-- start of DATASET --

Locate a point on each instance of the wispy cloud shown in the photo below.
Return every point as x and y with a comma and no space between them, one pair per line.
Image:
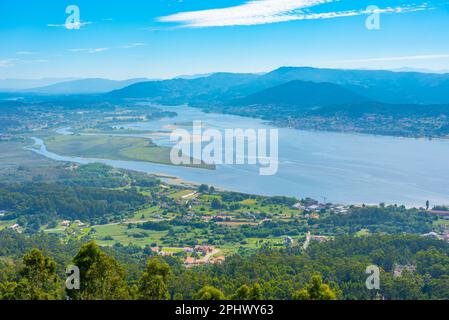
7,63
402,58
89,50
133,45
26,53
256,12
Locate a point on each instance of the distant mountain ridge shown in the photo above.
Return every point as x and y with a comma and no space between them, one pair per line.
383,86
303,94
85,86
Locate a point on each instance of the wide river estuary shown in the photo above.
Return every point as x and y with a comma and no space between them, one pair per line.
343,168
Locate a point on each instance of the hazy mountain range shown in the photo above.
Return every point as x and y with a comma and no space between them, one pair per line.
55,86
382,86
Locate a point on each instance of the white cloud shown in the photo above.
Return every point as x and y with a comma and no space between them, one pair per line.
133,45
256,12
403,58
90,50
26,53
76,25
7,63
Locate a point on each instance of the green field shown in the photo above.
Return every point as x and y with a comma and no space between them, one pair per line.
111,147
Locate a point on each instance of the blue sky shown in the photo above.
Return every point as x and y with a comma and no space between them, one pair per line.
164,38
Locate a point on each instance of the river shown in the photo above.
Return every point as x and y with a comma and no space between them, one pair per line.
343,168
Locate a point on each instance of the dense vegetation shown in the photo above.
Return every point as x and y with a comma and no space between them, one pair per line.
331,270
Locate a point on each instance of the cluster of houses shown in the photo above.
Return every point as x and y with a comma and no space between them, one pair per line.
400,269
444,236
205,250
68,223
16,227
192,262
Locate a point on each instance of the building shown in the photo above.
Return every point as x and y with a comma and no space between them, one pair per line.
65,223
155,249
204,249
399,269
218,260
319,238
288,241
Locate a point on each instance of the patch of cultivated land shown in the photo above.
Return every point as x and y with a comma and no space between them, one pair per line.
111,147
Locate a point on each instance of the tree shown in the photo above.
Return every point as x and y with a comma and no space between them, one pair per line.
101,276
209,293
38,278
154,282
242,293
315,290
216,204
256,292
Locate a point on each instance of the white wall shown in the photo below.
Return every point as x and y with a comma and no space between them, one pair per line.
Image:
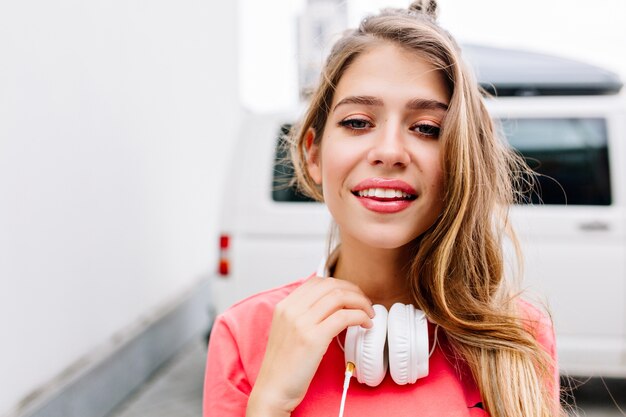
116,119
594,32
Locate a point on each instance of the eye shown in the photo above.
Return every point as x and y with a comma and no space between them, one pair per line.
355,124
426,129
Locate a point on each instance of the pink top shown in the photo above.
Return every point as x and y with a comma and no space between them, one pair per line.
237,347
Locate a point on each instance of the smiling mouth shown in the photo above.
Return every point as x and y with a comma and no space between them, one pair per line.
385,194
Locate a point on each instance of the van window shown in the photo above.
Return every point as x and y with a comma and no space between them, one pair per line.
282,188
569,154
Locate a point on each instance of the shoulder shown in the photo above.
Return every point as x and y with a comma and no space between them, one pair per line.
540,325
256,311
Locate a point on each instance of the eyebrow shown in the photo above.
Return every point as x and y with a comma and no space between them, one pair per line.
415,104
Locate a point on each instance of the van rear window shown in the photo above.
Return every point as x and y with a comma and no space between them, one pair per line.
569,154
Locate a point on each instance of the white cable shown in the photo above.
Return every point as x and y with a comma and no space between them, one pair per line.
346,384
434,342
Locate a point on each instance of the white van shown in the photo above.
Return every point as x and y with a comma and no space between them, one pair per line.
567,118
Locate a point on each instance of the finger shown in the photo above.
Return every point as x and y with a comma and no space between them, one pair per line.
315,288
337,299
341,320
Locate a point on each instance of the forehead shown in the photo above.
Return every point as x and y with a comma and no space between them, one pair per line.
392,73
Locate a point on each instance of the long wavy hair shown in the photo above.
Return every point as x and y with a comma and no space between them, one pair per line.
457,275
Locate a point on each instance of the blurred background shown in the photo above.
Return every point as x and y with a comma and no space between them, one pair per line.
117,125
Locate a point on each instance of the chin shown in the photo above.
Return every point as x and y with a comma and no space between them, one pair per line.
386,240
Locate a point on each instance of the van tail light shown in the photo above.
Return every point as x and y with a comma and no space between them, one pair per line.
223,267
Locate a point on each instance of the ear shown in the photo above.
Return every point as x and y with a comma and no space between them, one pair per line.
313,161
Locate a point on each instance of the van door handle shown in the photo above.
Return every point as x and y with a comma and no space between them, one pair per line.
594,226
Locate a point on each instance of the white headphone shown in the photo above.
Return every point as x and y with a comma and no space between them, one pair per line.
405,329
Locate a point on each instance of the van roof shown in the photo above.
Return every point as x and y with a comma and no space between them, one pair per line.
510,72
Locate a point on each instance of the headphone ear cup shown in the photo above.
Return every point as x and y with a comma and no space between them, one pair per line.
407,330
366,349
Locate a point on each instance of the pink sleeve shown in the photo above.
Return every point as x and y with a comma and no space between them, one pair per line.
226,386
543,329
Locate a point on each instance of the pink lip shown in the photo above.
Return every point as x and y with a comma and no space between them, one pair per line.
384,205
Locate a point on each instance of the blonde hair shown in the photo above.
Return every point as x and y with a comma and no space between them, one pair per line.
457,275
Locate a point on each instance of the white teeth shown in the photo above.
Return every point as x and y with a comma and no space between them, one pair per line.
383,193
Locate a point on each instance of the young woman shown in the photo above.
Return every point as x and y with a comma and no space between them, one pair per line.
398,144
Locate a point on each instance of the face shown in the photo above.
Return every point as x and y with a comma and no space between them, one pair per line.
379,158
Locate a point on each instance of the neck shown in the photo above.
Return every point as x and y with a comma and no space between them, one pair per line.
380,273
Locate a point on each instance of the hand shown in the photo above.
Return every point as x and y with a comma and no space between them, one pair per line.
303,326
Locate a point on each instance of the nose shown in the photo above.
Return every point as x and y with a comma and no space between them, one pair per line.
388,149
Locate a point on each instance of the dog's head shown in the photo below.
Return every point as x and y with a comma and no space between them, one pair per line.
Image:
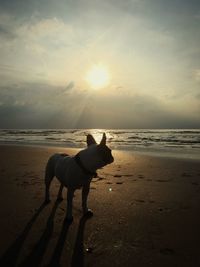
104,153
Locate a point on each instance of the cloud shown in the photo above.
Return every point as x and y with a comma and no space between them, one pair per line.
44,106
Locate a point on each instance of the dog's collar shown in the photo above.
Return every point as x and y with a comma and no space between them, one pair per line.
83,168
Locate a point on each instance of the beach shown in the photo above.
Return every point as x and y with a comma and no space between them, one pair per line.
146,212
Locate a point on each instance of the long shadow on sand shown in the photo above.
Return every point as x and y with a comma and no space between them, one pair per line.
78,253
9,258
35,257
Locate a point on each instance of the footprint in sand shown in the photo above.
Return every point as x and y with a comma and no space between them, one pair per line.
163,181
194,183
140,200
167,251
186,174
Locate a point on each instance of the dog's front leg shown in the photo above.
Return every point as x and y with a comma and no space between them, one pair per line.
59,196
70,195
85,192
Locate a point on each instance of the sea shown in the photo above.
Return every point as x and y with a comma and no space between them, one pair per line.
163,142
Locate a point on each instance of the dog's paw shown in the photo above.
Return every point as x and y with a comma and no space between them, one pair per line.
59,199
69,220
88,213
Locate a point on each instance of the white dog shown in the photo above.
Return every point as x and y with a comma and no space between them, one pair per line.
78,171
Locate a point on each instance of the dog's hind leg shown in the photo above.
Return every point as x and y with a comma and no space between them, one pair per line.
70,195
59,196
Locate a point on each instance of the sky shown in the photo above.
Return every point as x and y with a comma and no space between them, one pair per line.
150,49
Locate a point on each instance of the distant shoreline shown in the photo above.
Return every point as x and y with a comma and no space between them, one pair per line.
187,155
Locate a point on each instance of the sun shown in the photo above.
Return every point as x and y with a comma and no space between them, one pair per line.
98,77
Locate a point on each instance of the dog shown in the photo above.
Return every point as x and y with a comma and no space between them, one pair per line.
77,171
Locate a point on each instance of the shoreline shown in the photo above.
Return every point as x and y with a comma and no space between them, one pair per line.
142,151
146,212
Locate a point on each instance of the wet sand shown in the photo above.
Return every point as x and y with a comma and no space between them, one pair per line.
146,213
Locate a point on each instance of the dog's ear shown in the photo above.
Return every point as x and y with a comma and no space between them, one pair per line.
103,140
90,140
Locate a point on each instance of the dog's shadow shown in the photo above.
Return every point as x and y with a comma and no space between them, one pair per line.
35,257
78,251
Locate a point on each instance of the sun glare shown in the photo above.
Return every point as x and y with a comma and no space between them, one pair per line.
98,77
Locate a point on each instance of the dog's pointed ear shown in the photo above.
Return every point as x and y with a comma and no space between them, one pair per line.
103,140
90,140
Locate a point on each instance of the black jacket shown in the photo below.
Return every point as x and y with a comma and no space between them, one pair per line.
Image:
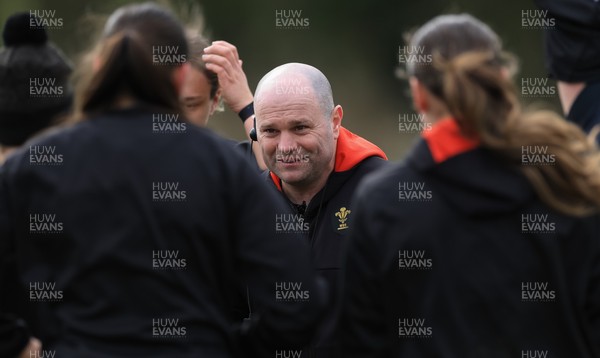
453,255
137,242
585,111
326,222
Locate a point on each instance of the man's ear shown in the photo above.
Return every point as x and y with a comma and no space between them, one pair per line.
179,75
336,120
419,95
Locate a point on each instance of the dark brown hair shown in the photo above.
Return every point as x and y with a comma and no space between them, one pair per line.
125,56
467,76
197,45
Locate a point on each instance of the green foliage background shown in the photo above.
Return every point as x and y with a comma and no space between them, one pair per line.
355,43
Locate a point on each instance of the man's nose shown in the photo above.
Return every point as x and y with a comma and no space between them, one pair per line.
286,141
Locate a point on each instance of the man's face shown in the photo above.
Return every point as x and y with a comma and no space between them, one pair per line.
296,137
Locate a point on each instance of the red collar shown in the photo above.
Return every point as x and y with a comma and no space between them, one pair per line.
445,140
350,151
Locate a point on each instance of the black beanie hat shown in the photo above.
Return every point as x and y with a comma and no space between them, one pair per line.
33,81
573,45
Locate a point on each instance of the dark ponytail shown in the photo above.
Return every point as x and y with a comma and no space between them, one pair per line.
126,60
480,96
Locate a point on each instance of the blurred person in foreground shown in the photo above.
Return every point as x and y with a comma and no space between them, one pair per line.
131,228
572,49
34,95
315,164
216,76
34,89
485,242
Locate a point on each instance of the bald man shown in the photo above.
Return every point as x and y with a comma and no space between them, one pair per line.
316,164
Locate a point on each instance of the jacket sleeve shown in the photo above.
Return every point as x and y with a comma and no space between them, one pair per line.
14,334
363,332
593,297
270,257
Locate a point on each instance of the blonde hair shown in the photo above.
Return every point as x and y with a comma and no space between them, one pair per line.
484,102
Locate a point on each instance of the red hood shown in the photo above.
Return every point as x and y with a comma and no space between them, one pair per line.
445,140
350,150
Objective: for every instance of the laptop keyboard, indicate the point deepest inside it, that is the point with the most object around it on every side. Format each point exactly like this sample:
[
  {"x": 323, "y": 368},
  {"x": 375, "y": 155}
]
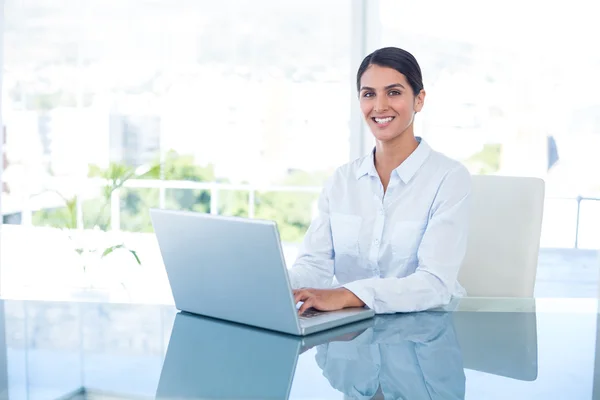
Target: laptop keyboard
[{"x": 311, "y": 312}]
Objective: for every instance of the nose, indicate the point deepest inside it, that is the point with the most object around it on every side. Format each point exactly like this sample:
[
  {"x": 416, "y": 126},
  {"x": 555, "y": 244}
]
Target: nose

-- end of DATASET --

§ DIRECTIONS
Copy, exactly and exclusively, the lines beginning with the one that contains "Locate a point on each instance of the red collar" and ending with the last line of the listing; pictures are to be omitted.

§ COMPLETE RESPONSE
Locate a point on each instance of the red collar shown in the photo above.
Return every point as x and y with a comma and no space between them, one pair per line.
445,140
350,151
Locate a point on each instance of the black beanie hat shown in the photo above.
Return every point as x and y with a comma and no space between them, one pair per line.
33,81
573,45
Locate a point on each instance of the dark ponytail shown in the photo above.
Return every point as x and y with a comma and no space between them, one pair per line.
126,60
480,96
Locate a point on each instance of the blurred person in foreground shown in the photo above.
Return every point as x and y with a comma and no space between them, one pair per line.
131,228
572,49
34,95
315,164
216,76
34,89
485,242
Locate a point on each instance of the bald man shown in the photo above.
Return every point as x and y with a comma and no space between them, one pair per line.
316,164
Locate a point on each instance of the jacket sleeve shown in the photo above.
Return every point as x and y with a comma and no space between them, one pair per line.
14,334
363,332
593,297
270,257
Locate a point on each instance of the blonde hair shown in the photo above.
Return every point as x and y with a comma and no space between them, one pair per line.
484,102
Locate a point on each instance of the red hood shown in the photo above.
Return every point as x and y with a comma and no space between them, one pair per line.
445,140
350,150
Objective: for every instance of the laptop keyboard, indicate the point deepest inside it, that is the point with the most object around it on every side. Format each point exactly like this sample:
[
  {"x": 323, "y": 368},
  {"x": 375, "y": 155}
]
Target: laptop keyboard
[{"x": 311, "y": 312}]
Objective: for every instance of the nose, indicate the point deepest inside it, that is the point with the most object around it on every side. Format each point exactly like this sample:
[
  {"x": 416, "y": 126},
  {"x": 555, "y": 244}
]
Target: nose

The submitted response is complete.